---- RECORDED DATA

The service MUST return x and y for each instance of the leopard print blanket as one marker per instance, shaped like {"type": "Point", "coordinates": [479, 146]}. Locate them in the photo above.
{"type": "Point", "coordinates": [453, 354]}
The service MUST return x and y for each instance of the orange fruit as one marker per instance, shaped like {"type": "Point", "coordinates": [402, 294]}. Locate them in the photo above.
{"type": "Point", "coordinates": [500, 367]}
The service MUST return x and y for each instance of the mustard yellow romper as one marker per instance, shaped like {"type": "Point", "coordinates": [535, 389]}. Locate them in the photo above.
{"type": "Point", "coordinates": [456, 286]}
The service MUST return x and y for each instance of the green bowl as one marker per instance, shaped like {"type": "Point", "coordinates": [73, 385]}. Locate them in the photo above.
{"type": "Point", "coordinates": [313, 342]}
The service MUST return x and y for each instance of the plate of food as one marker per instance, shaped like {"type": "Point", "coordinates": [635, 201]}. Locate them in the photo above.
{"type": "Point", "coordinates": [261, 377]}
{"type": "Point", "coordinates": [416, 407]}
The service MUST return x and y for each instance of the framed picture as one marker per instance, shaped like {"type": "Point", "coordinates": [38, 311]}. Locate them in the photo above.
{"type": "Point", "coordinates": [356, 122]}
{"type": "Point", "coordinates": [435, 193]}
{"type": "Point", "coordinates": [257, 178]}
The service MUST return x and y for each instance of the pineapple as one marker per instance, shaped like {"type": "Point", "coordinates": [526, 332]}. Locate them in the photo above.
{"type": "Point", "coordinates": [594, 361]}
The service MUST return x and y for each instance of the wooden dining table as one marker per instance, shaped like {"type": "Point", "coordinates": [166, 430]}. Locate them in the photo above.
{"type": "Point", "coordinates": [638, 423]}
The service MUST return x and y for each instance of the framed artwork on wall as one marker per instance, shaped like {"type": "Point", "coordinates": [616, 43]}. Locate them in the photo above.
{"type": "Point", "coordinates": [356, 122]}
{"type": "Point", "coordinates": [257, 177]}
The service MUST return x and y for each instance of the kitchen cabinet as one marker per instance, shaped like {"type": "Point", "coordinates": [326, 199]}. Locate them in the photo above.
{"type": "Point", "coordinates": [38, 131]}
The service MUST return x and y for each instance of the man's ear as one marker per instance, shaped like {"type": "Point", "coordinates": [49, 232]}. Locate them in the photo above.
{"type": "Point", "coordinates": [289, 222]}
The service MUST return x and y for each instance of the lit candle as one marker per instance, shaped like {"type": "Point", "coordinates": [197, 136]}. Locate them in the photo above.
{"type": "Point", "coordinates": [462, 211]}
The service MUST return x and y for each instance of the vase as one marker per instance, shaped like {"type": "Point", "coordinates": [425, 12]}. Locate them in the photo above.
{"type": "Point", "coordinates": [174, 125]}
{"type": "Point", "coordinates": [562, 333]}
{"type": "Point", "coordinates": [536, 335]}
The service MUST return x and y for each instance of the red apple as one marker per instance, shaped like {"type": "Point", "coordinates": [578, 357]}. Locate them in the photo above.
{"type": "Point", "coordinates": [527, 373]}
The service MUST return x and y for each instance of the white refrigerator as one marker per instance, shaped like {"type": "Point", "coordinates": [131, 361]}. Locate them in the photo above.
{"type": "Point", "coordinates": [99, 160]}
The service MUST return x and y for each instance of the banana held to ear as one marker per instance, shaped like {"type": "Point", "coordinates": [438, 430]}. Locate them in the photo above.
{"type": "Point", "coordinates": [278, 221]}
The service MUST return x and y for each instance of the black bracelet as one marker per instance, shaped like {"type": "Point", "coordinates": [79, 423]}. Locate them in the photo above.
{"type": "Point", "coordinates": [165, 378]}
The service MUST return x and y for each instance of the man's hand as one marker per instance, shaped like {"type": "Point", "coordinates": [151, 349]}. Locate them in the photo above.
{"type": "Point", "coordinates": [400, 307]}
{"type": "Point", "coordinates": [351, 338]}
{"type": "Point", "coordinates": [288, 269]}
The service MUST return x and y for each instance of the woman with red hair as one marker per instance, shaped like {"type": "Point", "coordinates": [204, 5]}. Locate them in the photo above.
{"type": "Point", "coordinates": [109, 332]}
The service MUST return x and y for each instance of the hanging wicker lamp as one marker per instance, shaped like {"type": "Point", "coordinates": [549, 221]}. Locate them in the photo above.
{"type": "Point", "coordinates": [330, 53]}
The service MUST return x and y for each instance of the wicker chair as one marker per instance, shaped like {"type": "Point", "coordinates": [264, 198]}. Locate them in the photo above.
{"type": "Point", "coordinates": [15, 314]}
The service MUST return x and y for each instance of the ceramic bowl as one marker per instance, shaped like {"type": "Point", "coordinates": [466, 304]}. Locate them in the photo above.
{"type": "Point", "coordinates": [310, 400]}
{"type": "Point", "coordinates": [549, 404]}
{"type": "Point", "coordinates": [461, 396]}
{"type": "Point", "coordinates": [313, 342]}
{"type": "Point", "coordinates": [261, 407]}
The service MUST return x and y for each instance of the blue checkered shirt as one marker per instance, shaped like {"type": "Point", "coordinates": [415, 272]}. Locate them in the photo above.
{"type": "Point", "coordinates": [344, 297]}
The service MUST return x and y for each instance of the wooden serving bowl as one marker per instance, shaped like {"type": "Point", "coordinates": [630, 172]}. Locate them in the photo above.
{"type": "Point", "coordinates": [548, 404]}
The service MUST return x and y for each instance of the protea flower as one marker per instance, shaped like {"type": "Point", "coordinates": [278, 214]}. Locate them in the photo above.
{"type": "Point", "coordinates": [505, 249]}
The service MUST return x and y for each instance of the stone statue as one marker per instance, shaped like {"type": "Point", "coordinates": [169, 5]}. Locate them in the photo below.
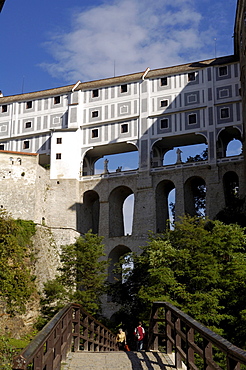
{"type": "Point", "coordinates": [106, 166]}
{"type": "Point", "coordinates": [178, 152]}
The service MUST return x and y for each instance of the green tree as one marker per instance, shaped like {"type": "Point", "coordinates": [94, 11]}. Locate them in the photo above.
{"type": "Point", "coordinates": [81, 277]}
{"type": "Point", "coordinates": [200, 266]}
{"type": "Point", "coordinates": [16, 278]}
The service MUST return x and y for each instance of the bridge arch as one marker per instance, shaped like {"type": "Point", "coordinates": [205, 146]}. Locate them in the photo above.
{"type": "Point", "coordinates": [195, 196]}
{"type": "Point", "coordinates": [91, 208]}
{"type": "Point", "coordinates": [116, 218]}
{"type": "Point", "coordinates": [114, 257]}
{"type": "Point", "coordinates": [162, 192]}
{"type": "Point", "coordinates": [93, 154]}
{"type": "Point", "coordinates": [224, 137]}
{"type": "Point", "coordinates": [231, 187]}
{"type": "Point", "coordinates": [166, 144]}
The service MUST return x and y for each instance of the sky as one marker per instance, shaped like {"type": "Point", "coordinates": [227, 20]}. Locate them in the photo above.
{"type": "Point", "coordinates": [51, 43]}
{"type": "Point", "coordinates": [46, 44]}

--------

> AIM
Each record must be quoted in full and exactly. Do not include the pictures.

> RESULT OF THIS TASK
The service MUST return x and y for each instance of the leopard print blanket as one marker per instance, shaped like {"type": "Point", "coordinates": [479, 146]}. Locate them in the photo above.
{"type": "Point", "coordinates": [453, 354]}
The service MUST return x and y for each instance of the orange fruit as one marker per instance, shaped like {"type": "Point", "coordinates": [402, 294]}. Locate them in the photo above.
{"type": "Point", "coordinates": [500, 367]}
The service MUST return x and y for each instance of the mustard yellow romper as one marker per instance, shaped like {"type": "Point", "coordinates": [535, 389]}. Locate them in the photo above.
{"type": "Point", "coordinates": [456, 286]}
The service MUST return x and y for each instance of the green bowl as one marker per instance, shaped like {"type": "Point", "coordinates": [73, 385]}. Locate them in the photo above.
{"type": "Point", "coordinates": [313, 342]}
The service MUST return x and y for each instance of the plate of food as one marker per instance, shaped like {"type": "Point", "coordinates": [635, 201]}. Locate them in the photo above.
{"type": "Point", "coordinates": [261, 377]}
{"type": "Point", "coordinates": [416, 407]}
The service MUST return x and y for each instance of the framed picture as one marker per instance, shaped like {"type": "Point", "coordinates": [38, 311]}. Locate them in the photo above.
{"type": "Point", "coordinates": [356, 122]}
{"type": "Point", "coordinates": [435, 193]}
{"type": "Point", "coordinates": [257, 178]}
The service MUST return x and y for each instance of the pineapple as one marker per instance, shaped like {"type": "Point", "coordinates": [526, 332]}. Locate them in the photo above.
{"type": "Point", "coordinates": [594, 361]}
The service MUST return x and y for each instance of the wooden dining table as one marker per instance, shaped like {"type": "Point", "coordinates": [166, 430]}. Locate them in the photo above.
{"type": "Point", "coordinates": [638, 423]}
The service MUST return x and y for each instance of the framed artwork on wall as one marker per instance, shaped like {"type": "Point", "coordinates": [616, 43]}. Locate them in the photo above.
{"type": "Point", "coordinates": [356, 122]}
{"type": "Point", "coordinates": [257, 177]}
The service MUST return x and y for each instance of the kitchen cabinet as one marker per instance, shaped like {"type": "Point", "coordinates": [326, 199]}. Locate them in the photo above.
{"type": "Point", "coordinates": [38, 131]}
The service MUST return x and y for each instance of the man's ear as one marker per instance, shaped like {"type": "Point", "coordinates": [49, 232]}. Locate them in the photo above.
{"type": "Point", "coordinates": [289, 222]}
The service MUST return x and y for each instance of the lit candle as one marker per instance, shaped like {"type": "Point", "coordinates": [197, 136]}. Locate them in the photo above.
{"type": "Point", "coordinates": [462, 211]}
The service MUST return x and y for each instance of the vase as one marker per instance, shaped like {"type": "Point", "coordinates": [425, 12]}. Locate them in the photo above.
{"type": "Point", "coordinates": [174, 125]}
{"type": "Point", "coordinates": [562, 333]}
{"type": "Point", "coordinates": [536, 335]}
The service MUST return x and y for each instance of the red apple as one marker per instance, shaped like {"type": "Point", "coordinates": [578, 357]}. Locate them in the photo above.
{"type": "Point", "coordinates": [527, 373]}
The service MUST return x and y for each instance of the white refrigerator as one marker per instance, shaped like {"type": "Point", "coordinates": [131, 361]}. Locate them in the photo above.
{"type": "Point", "coordinates": [99, 160]}
The service MUST return x and y for each instance of the banana held to ear as one marker per instance, shaped like {"type": "Point", "coordinates": [438, 430]}. Locate them in the photo above.
{"type": "Point", "coordinates": [278, 221]}
The service MUST return x and y for each instance of the black bracelet as one marker per instance, shaped like {"type": "Point", "coordinates": [79, 423]}. Locate them in the photo above.
{"type": "Point", "coordinates": [165, 378]}
The service MUST return x and y for each instance of the man's hand as one marker per instance, shaped like {"type": "Point", "coordinates": [151, 349]}. Locate them in the photo above.
{"type": "Point", "coordinates": [400, 307]}
{"type": "Point", "coordinates": [351, 338]}
{"type": "Point", "coordinates": [288, 269]}
The service MUST return x and y for each instance of the woman with red hair as one marker per instance, shaped like {"type": "Point", "coordinates": [204, 5]}. Locate them in the photo above.
{"type": "Point", "coordinates": [109, 332]}
The service MUST return x and y for each instance of the hanging wicker lamp as one marker per instance, shaped like {"type": "Point", "coordinates": [549, 221]}. Locate them in the photo above.
{"type": "Point", "coordinates": [330, 53]}
The service MUST return x and y for each instance of the wicker chair as one marker per instance, shaped like {"type": "Point", "coordinates": [264, 198]}. Locate them in the photo above.
{"type": "Point", "coordinates": [15, 314]}
The service MUST return x and y for each instance of the ceramic bowl as one marker per instance, shaped like {"type": "Point", "coordinates": [466, 304]}. Locate them in the photo above.
{"type": "Point", "coordinates": [310, 400]}
{"type": "Point", "coordinates": [549, 404]}
{"type": "Point", "coordinates": [461, 396]}
{"type": "Point", "coordinates": [313, 342]}
{"type": "Point", "coordinates": [261, 407]}
The service MUST return x and y for each instance of the blue checkered shirt as one marker per instance, shaped like {"type": "Point", "coordinates": [415, 272]}. Locate them in the photo above.
{"type": "Point", "coordinates": [344, 297]}
The service MUST return x and y for each instance of the wooden serving bowl as one marker per instance, shaped like {"type": "Point", "coordinates": [630, 172]}. Locate them in the photo above.
{"type": "Point", "coordinates": [548, 404]}
The service MUST return x and y for each instance of the protea flower as one marker per instance, shaped like {"type": "Point", "coordinates": [278, 214]}. Locate them in the photo above.
{"type": "Point", "coordinates": [505, 249]}
The service MUST return x and y for each instance of the stone statue as one marker per instance, shaped like {"type": "Point", "coordinates": [169, 5]}. Locate them in the photo below.
{"type": "Point", "coordinates": [106, 166]}
{"type": "Point", "coordinates": [178, 152]}
The service MUST return x and y for each instance of the green tree as one marker per instance, shaped like {"type": "Point", "coordinates": [94, 11]}. Locate them in the photo above.
{"type": "Point", "coordinates": [81, 277]}
{"type": "Point", "coordinates": [200, 266]}
{"type": "Point", "coordinates": [16, 278]}
The service MUST return x and y for each instance of the bridge arch as one marker per instance, shaped like {"type": "Point", "coordinates": [205, 146]}. Locate them in the photo above.
{"type": "Point", "coordinates": [195, 196]}
{"type": "Point", "coordinates": [91, 208]}
{"type": "Point", "coordinates": [116, 218]}
{"type": "Point", "coordinates": [114, 257]}
{"type": "Point", "coordinates": [162, 192]}
{"type": "Point", "coordinates": [93, 154]}
{"type": "Point", "coordinates": [224, 137]}
{"type": "Point", "coordinates": [231, 187]}
{"type": "Point", "coordinates": [166, 144]}
The service MUST return x and y for each instance of the sky as one marker per instance, shaped like {"type": "Point", "coordinates": [227, 20]}. Locate them in the photo above.
{"type": "Point", "coordinates": [51, 43]}
{"type": "Point", "coordinates": [46, 44]}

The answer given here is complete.